## REQUEST
Scale the point coordinates in the answers of the lines below by multiplying each by 2.3 and rounding to the nearest whole number, with halves rounded up. Write out every line again with its request unchanged, including the sample coordinates in the requests.
==== SOURCE MATERIAL ====
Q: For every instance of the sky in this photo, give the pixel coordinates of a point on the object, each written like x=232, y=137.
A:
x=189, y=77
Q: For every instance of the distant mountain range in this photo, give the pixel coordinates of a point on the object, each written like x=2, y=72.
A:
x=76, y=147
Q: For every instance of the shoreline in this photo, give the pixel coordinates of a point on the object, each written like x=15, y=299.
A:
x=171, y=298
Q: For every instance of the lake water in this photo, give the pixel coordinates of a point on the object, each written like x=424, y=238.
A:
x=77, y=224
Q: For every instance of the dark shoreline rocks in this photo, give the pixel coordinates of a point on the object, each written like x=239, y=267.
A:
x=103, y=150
====
## RESPONSE FOR THIS EXERCISE
Q: For every instance of the sky in this photo, give the pixel coordinates of a point on the object, each written like x=232, y=137.
A:
x=435, y=177
Q: For every instance of the distant mountain range in this photo, give the pixel coordinates of a point on the object, each written like x=2, y=72.
A:
x=175, y=338
Q: For every instance of the shoreline in this photo, give the pixel coordinates of a point on the object, each written like x=15, y=299.
A:
x=393, y=685
Q: For every instance of the lake water in this photo, give the pixel coordinates of a point on the object, each written like x=424, y=238.
A:
x=177, y=515
Q: For every instance of the dark shoreline rocks in this photo, give the pixel coordinates of a point on the object, each written like x=239, y=267.
A:
x=237, y=345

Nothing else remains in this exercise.